| OBJECTIVE |
The data must be returned in full and exactly as given.

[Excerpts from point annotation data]
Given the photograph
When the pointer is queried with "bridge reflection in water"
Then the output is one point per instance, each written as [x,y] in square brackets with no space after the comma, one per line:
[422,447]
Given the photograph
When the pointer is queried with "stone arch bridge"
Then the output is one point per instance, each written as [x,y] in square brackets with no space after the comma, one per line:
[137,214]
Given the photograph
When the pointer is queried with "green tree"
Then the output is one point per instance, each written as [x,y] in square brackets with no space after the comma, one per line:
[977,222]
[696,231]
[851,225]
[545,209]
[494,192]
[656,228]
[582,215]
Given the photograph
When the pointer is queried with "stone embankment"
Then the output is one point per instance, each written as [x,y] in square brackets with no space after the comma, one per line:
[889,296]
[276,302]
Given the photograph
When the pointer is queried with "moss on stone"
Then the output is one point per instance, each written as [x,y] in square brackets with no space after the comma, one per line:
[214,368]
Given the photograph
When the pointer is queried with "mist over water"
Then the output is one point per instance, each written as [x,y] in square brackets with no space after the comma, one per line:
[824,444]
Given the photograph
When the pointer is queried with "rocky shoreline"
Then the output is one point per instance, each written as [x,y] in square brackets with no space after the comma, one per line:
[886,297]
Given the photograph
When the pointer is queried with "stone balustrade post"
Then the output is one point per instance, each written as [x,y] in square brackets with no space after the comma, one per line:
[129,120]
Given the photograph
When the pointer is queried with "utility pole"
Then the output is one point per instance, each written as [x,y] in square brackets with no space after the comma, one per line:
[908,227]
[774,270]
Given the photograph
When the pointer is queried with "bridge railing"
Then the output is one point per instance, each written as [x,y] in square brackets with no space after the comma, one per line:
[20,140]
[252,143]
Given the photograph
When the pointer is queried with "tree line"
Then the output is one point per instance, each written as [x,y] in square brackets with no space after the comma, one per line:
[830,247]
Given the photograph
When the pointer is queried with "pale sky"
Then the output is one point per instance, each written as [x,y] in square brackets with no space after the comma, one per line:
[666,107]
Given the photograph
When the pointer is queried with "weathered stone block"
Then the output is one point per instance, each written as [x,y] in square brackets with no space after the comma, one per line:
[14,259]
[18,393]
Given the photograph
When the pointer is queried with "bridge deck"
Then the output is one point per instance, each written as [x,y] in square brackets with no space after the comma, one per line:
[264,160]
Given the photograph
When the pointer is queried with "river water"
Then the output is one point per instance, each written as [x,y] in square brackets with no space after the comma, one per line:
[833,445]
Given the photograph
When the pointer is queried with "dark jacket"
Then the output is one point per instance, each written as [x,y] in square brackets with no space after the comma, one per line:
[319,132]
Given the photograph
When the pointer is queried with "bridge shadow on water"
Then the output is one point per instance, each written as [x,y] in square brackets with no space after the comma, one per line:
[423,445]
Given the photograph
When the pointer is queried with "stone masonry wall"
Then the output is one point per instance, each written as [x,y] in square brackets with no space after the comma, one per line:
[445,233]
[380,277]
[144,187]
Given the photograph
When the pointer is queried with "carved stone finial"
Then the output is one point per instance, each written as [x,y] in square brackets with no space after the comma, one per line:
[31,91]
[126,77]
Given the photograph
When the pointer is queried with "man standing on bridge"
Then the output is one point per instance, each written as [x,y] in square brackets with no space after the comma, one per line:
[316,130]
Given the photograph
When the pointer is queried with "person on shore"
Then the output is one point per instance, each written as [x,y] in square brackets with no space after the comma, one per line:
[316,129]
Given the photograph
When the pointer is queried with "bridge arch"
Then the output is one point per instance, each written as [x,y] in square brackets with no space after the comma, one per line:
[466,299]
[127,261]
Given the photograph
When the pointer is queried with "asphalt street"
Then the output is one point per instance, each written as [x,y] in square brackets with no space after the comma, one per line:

| ANSWER |
Given the photograph
When the pointer is queried with "bridge reflection in water"
Then the output is one point per instance, each written as [x,y] in square brackets with no space after the comma, one per line:
[422,447]
Given the photograph
When the pointer is queried with "stone arch bridge"
Then the output is one point per instance, each written as [x,y] in square brackets with no space after the comma, one per line:
[137,214]
Given the photograph
When the pointer is queried with "green tree"
Then the output is one point per instance, each written as [x,y] in square brackets with no space after the comma, one per line:
[977,222]
[696,231]
[851,225]
[545,209]
[494,192]
[656,228]
[582,215]
Given the photograph
When the pointer is queried with "stone embankment"
Then the output is one point per instance, each written as [x,y] in square brackets with no space after the comma, one per line:
[889,296]
[276,302]
Given the photograph
When the pointer is queried with "moss on stone"
Then the output is one point per instance, each written as [x,y] in square brackets with no space after the comma, one per line:
[214,368]
Given the photograph
When the pointer is queried with "mist over water"
Then the output is one point per instance, each written as [x,y] in square brackets with no space after the comma, one per line:
[824,444]
Given the photograph
When the pointer is queried with "rocky shoreline"
Then the output is one point per instance, each written as [x,y] in square brackets with no space after the comma, one per line:
[886,297]
Given the photograph
When the pointer is queried with "stone balustrade post"
Then the output is one point per instance, each written as [x,y] in square brackets with no space after the comma, one per line:
[129,120]
Given the photograph
When the pointer is queried with "utility pole"
Then the output is one point per instance, each written as [x,y] in square brackets with no space after the comma, one per line:
[908,227]
[774,270]
Given the photograph
When the pointer is queried with "bridge railing"
Then the output is one point per instance, each written as [x,y] in square brackets with no space after the comma, one per line:
[20,140]
[252,143]
Given the photograph
When the pointer is queried with "tree line"
Then the output is one point per instance, each written as [x,y] in square brackets with no space after the comma, one per line:
[830,247]
Given the photograph
When the pointer is queried with "pale sky"
Then the output is one point per instance, each written as [x,y] in square brackets with no space after the comma, one per line:
[666,107]
Given the photograph
When the pointer is queried with "weathered stone block"
Then the output is one point per instance, each written as [x,y] in square brackets with no space after the comma, one per line:
[14,259]
[18,393]
Given the photograph
When the pointer is queried with "bridge deck"
Then the output is one point per instance, each written as [x,y] in square brackets with no space after the comma, one per line:
[264,160]
Given the photograph
When the pointer is queried with "river water"
Then the output is one point per instance, each written as [x,y] in square brackets with no space after the comma, one per line:
[833,445]
Given the photograph
When the pointer is queried with "dark jacket"
Then the output is one point per instance, each written as [x,y] in square brackets with no space after the comma, one per line:
[319,132]
Given the photograph
When the pointer is queried with "bridge shadow on water"
Then the output is one point per instance, each written as [x,y] in square brackets with no space after the comma, one per line:
[423,445]
Given the photograph
When the pointer is queried with "stone masonry wall"
Then the output is one point per instance, each written as [x,y] in square brackets with no space after the comma, one per line:
[445,233]
[380,277]
[144,187]
Given the photograph
When the pointer is queried with "carved stone finial"
Then the output is one point per instance, each written as [x,y] in square brackets with no space after the comma, one per line:
[31,91]
[126,77]
Given the photograph
When the pointer is queried with "man standing on bridge"
Then the output is one point per instance, each written as [x,y] in square brackets with no space after the comma, one per line:
[316,130]
Given the photograph
When the pointer is queried with "person on shore"
Then the output is one point per instance, each written as [x,y] in square brackets with no space after the comma, one per line:
[316,129]
Given the photograph
When the pointer is queried with "bridge arch"
Then the output is one point per instance, each written as [x,y] in square brackets with no space after the comma, one per line:
[466,299]
[127,261]
Given the photograph
When the pointer is queried with "asphalt street"
Then the output is one point per instance, each written as [x,y] in square brackets with no space after the comma, one per line:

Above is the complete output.